Why in the world would we call this day “Good Friday?”
 
The author and theologian John Stott puts it this way.
 
“The essence of sin is that we substitute ourselves for God; we put ourselves where only God deserves to be…. That’s the essence of sin. But the essence of salvation is that God substitutes himself for us; God puts himself where we deserve to be… that’s the essence of salvation.”
 
Martin Luther puts it this way:
“That is the mystery which is rich in divine grace to sinners: wherein by a wonderful exchange our sins are no longer ours but Christ’s and the righteousness of Christ not Christ’s but ours. Jesus has emptied Himself of His righteousness that He might clothe us with it and fill us with it. And He has taken our evils upon Himself that He might deliver us from them.”
 
The apostle Paul puts it this way in 2 Corinthians 5:21. “For our sake God made Jesus to be sin who knew no sin, so that in him we might become the righteousness of God.”
 
Give thanks today for the amazing love and grace that God has for you. The Great Exchange, God’s righteousness for our sinfulness, happens on Good Friday. It’s no wonder we call this day Good. It cost Jesus his life, but it gives life to all who have faith.
 
As we move from this day to the celebration of Easter, we once again rejoice that Jesus didn’t stay in the grave. And by faith and trust in him, we are given the assurance not only of a purpose-filled life here and now, but life everlasting and forever.
 
As you celebrate Easter, whether you’re here at Gloria Dei or traveling and worshiping elsewhere, may the risen Christ meet you once again and enter your heart and your life. In Jesus we have and know the Way, the Truth, and the Life, now and forever.
 
Together with the entire staff, I wish you a very blessed Easter. Christ is Risen…. He is Risen indeed! Keep in mind that our Saturday service is a full Easter celebration service, so if that works best in your schedule, be reminded of that option.

- DATA PROVIDED:

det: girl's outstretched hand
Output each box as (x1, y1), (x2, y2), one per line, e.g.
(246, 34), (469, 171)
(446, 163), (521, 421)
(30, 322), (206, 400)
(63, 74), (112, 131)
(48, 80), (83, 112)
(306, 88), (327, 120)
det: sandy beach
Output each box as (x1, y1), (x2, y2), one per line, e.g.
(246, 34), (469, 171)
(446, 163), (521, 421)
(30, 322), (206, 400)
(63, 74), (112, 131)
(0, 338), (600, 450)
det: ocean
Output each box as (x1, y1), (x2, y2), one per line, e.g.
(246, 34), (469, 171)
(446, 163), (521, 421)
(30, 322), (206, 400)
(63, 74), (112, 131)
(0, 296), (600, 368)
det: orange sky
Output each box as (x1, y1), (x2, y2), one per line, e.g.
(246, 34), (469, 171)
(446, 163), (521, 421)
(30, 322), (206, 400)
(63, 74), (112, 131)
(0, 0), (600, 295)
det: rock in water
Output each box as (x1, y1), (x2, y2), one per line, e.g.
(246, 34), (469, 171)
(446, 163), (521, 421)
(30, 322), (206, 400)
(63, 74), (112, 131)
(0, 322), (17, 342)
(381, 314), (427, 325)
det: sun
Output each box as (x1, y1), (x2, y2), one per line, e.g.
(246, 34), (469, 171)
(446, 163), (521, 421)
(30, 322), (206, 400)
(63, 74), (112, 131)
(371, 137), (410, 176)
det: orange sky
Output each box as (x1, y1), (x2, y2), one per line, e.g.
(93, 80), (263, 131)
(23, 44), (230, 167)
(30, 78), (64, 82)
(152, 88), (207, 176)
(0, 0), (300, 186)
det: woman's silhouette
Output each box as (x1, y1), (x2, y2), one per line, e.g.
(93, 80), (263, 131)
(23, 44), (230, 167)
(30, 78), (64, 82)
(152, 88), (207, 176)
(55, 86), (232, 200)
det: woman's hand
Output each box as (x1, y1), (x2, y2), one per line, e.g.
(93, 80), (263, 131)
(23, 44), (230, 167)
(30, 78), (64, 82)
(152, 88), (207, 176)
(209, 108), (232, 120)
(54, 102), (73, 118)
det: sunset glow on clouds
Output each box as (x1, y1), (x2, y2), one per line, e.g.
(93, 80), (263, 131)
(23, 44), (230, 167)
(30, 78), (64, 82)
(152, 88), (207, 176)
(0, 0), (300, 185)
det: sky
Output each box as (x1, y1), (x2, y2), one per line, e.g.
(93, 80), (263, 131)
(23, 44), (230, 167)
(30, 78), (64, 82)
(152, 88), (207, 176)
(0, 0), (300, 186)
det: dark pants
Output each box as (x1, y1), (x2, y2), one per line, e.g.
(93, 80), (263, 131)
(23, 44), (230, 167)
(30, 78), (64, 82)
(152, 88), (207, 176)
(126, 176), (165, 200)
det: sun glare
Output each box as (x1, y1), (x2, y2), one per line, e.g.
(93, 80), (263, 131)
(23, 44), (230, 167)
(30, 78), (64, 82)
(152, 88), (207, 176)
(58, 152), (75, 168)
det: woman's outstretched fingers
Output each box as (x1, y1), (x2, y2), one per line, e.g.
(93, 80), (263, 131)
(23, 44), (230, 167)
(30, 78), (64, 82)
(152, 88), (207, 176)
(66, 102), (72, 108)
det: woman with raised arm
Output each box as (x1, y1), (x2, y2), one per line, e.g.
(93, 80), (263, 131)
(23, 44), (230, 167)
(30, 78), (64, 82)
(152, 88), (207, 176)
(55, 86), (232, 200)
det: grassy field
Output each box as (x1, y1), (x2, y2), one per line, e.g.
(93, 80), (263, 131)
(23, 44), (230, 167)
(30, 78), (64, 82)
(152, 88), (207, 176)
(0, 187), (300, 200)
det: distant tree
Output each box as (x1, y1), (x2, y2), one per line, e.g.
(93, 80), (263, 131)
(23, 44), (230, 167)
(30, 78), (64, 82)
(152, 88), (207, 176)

- GOALS:
(1) In the Good Friday message, which Bible verse is cited for the apostle Paul's words?
(2) Repeat the passage of the Good Friday message between "The apostle Paul" and "everlasting and forever.", inclusive.
(3) Carry on the Good Friday message from its final sentence onward.

- EXPECTED RESPONSES:
(1) 2 Corinthians 5:21.

(2)
The apostle Paul puts it this way in 2 Corinthians 5:21. “For our sake God made Jesus to be sin who knew no sin, so that in him we might become the righteousness of God.”
 
Give thanks today for the amazing love and grace that God has for you. The Great Exchange, God’s righteousness for our sinfulness, happens on Good Friday. It’s no wonder we call this day Good. It cost Jesus his life, but it gives life to all who have faith.
 
As we move from this day to the celebration of Easter, we once again rejoice that Jesus didn’t stay in the grave. And by faith and trust in him, we are given the assurance not only of a purpose-filled life here and now, but life everlasting and forever.

(3)
 
Worship times for the remainder of the week:
 
Good Friday – 7:00 p.m.
 
Easter Celebration Worship
Saturday – 5:00 p.m. (with Holy Communion)
Sunday – 7:30, 8:30, 9:40 and 10:50 a.m.
 
Pastor Tim


Friday Followings: The Greatest Story Ever Told

This weekend our telling of the greatest story ever told begins as we wave palm branches and shout Hosanna, welcoming Jesus into Jerusalem and into our lives.
 
Of course, after Sunday, we move to Maundy Thursday where Jesus modeled servant leadership by washing the disciples’ feet and by giving us a new commandment to love one another as he loves us.
 
Then it’s Good Friday. Jesus suffers and dies on the cross, and in so doing, takes our sinfulness upon himself, exchanges his righteousness and gives it as a gift to us.
 
And of course, it all comes together when we celebrate the best day ever, Easter. Sin and death is defeated once and for all. Death cannot hold Jesus, and by faith in him, we can be certain that our lives go on forever in heaven, setting us free to live as Christ calls us to here on earth.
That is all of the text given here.